Source data:
+++

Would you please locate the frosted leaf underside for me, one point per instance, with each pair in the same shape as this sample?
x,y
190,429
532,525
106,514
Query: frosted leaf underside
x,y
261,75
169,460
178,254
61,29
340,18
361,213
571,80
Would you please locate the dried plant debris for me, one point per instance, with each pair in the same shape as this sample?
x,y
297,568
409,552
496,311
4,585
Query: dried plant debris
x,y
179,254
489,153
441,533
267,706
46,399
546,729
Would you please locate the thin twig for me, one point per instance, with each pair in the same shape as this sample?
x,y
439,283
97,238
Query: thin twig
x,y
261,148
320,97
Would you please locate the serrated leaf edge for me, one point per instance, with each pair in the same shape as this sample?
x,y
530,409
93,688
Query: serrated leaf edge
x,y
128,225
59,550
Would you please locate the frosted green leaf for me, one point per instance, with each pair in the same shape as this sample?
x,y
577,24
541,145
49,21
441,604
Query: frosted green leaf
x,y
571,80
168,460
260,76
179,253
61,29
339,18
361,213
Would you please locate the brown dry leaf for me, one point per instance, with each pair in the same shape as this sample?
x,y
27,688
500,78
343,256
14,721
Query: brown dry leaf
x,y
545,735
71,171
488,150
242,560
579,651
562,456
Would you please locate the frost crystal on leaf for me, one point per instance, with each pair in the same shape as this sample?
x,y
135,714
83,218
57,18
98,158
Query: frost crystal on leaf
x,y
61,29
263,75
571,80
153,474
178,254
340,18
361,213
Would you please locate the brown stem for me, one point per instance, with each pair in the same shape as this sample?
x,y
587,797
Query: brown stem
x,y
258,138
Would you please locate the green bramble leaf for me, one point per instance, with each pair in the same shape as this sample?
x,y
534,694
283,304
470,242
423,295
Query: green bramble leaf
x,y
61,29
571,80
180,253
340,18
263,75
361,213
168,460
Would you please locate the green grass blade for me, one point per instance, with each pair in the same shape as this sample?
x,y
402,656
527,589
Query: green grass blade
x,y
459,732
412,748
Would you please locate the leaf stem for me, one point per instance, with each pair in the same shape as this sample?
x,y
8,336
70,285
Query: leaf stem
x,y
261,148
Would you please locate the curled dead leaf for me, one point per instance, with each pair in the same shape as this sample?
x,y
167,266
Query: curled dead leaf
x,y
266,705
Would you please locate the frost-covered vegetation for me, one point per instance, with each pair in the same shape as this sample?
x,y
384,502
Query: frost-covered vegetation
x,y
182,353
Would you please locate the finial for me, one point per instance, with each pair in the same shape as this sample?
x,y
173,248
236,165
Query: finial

+++

In the records above, find each line that holds the word "finial"; copy all such lines.

[Task answer]:
Would you please locate the finial for me, one point per instance, with each pair in the same shape as this sample?
Query: finial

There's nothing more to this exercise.